**TASK GOAL:** Which lines run from the one containing "the window box" to the end of the records? Write them out exactly, both ends included, and nothing else.

**DATA SHOWN:**

◇ ◇ ◇ ◇ ◇

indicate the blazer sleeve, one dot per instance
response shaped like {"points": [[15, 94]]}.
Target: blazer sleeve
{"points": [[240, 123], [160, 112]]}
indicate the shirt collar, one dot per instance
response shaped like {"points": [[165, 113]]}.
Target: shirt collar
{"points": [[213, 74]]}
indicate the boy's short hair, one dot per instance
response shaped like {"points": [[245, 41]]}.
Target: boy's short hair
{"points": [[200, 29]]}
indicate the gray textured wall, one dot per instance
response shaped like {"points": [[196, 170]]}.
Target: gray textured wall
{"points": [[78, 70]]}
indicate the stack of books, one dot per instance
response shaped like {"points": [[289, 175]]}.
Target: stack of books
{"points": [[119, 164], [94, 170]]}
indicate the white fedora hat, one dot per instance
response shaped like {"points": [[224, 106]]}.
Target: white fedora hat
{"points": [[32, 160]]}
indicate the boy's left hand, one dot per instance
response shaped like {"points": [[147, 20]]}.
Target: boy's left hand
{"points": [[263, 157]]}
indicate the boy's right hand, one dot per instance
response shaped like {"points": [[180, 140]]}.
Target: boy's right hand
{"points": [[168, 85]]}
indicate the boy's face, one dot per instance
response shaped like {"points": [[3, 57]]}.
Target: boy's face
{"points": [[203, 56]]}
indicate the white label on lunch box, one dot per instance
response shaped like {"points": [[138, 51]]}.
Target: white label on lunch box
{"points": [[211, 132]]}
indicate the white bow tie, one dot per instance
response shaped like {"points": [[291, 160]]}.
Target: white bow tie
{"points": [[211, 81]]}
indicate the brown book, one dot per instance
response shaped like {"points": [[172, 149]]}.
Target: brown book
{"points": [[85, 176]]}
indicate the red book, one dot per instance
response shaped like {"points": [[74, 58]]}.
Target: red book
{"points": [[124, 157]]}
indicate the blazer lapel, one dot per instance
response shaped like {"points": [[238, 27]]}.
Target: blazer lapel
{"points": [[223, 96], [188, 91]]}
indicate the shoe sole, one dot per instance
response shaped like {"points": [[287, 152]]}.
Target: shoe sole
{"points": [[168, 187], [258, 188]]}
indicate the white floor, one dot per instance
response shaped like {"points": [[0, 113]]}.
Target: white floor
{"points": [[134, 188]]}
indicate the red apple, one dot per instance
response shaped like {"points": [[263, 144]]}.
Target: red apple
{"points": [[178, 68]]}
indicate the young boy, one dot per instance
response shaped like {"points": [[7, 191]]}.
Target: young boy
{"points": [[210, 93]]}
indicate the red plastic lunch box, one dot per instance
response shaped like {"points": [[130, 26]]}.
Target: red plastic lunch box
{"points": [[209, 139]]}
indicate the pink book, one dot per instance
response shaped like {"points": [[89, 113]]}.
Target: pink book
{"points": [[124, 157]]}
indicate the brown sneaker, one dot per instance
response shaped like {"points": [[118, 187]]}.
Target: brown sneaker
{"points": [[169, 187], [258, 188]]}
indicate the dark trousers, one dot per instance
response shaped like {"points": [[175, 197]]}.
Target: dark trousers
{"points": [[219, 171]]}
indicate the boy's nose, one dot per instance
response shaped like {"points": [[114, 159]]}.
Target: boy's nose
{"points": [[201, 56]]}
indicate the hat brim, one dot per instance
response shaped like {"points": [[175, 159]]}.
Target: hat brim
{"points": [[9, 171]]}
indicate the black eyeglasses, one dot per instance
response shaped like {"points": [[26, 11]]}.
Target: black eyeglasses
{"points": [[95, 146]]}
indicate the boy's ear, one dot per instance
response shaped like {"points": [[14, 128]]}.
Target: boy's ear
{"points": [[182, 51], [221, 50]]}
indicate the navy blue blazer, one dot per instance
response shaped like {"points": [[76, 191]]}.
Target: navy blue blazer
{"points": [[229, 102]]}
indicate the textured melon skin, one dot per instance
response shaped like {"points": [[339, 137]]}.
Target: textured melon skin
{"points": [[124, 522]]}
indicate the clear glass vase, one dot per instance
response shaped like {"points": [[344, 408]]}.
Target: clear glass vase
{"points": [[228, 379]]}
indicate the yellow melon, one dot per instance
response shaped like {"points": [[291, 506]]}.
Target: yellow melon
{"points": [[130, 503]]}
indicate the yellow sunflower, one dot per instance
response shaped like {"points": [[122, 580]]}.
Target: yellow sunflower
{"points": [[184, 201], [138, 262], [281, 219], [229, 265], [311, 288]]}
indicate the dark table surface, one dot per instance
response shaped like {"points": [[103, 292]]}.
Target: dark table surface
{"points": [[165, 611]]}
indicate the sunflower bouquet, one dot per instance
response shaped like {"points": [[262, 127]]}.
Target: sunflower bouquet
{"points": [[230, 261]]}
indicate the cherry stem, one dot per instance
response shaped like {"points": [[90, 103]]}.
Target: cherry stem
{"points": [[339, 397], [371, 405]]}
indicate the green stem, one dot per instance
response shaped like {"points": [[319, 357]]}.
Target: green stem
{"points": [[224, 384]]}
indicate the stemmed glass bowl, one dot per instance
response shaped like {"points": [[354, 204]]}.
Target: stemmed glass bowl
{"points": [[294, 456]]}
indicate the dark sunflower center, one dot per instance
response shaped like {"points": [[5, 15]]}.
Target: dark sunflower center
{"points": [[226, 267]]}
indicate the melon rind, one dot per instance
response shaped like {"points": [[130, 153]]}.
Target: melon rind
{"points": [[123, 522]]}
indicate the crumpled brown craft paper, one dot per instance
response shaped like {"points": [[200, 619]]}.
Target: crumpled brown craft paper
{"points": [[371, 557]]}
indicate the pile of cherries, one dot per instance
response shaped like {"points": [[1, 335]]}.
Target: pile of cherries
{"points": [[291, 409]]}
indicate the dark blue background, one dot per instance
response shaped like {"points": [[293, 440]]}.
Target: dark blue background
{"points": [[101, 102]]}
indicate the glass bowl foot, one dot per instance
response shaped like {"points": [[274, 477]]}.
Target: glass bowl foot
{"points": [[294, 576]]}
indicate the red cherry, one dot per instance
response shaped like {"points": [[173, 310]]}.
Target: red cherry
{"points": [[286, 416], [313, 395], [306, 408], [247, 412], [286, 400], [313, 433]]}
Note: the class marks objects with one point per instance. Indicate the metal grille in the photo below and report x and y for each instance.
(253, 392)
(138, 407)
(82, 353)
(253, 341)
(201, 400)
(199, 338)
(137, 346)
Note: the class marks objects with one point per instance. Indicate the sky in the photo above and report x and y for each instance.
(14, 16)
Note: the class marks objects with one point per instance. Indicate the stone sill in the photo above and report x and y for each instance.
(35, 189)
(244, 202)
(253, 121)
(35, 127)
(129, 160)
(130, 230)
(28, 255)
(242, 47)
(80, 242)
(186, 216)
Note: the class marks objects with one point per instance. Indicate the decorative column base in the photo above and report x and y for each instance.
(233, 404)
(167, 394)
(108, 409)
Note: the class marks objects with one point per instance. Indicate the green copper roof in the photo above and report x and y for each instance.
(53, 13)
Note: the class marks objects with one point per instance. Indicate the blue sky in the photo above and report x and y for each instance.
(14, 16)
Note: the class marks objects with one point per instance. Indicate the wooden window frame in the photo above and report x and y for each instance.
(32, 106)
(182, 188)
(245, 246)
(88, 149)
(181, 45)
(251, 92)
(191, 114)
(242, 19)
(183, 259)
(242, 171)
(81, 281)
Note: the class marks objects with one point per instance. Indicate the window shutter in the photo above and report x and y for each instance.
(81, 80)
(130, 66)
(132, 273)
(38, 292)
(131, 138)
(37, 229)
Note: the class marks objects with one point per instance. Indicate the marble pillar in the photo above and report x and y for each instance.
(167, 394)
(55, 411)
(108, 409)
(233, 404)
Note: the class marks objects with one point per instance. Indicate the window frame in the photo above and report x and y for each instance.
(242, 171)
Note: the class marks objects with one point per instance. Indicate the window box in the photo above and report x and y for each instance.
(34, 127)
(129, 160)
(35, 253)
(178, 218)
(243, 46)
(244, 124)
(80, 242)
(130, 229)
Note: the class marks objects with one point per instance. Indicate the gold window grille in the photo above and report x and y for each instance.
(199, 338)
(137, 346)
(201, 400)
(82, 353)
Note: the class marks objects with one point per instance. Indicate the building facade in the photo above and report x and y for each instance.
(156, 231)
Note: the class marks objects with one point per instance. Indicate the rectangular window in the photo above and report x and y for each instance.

◇ ◇ ◇ ◇ ◇

**EXPECTED OUTPUT:**
Note: the class marks objects with one point per instance. Indicate the window box in the photo above and report x and y for each instance.
(34, 127)
(129, 160)
(35, 253)
(178, 218)
(243, 46)
(244, 124)
(80, 242)
(130, 229)
Note: the class marks objects with one point per instance. Indicate the gold window grille in the photo above and report x and y for each instance.
(199, 338)
(137, 346)
(201, 400)
(82, 353)
Note: the class marks objects with one point per instance. Indicate the building facade in the photo above and report x and y for each instance.
(156, 231)
Note: the class marks objects with one point per instance. Indicate the rectangular window in the photo above and report x and y for each instance.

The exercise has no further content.